### EXERCISE DESCRIPTION
Format the lines below as a JSON list of strings, one string per line and no blank lines, covering only the stretch from the line containing "In this exercise you will tag the limestone" through the last line.

# START OF RECORDS SHOWN

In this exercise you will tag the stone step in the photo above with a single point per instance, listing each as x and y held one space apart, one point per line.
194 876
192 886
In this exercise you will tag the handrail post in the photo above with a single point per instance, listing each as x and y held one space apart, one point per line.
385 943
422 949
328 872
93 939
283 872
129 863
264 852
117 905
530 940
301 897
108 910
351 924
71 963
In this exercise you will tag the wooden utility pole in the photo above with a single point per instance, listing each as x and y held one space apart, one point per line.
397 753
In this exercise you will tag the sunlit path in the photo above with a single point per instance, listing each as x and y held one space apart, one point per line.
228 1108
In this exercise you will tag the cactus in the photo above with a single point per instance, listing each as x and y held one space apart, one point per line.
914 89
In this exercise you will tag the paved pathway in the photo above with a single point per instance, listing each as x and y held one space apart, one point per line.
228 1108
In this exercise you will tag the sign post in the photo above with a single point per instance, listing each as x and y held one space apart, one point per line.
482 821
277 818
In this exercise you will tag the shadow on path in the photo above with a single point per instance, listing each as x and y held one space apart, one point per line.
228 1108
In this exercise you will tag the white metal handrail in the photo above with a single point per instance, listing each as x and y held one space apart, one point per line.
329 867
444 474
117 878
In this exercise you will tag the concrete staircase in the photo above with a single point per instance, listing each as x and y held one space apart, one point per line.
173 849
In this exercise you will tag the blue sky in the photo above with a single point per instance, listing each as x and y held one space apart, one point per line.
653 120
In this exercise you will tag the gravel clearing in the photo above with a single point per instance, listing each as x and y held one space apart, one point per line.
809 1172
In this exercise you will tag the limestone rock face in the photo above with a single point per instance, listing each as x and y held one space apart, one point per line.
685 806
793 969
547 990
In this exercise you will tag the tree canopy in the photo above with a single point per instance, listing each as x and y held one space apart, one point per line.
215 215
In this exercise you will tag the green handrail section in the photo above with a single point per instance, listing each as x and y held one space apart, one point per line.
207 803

# END OF RECORDS SHOWN

### TASK RESPONSE
[
  "In this exercise you will tag the limestone rock face in the photo above with a single point per instance, listing each as x and y held one space apart, one point per line.",
  "685 806",
  "793 969",
  "547 990",
  "In this exercise you will tag the tree canopy in the photo above with a single point per instance, listing each as x and y held one space apart, one point per line.",
  "215 215",
  "In this exercise you will tag the green handrail section in the photo above with a single point per instance, listing each as x and y held one space apart, one point per line.",
  "207 803"
]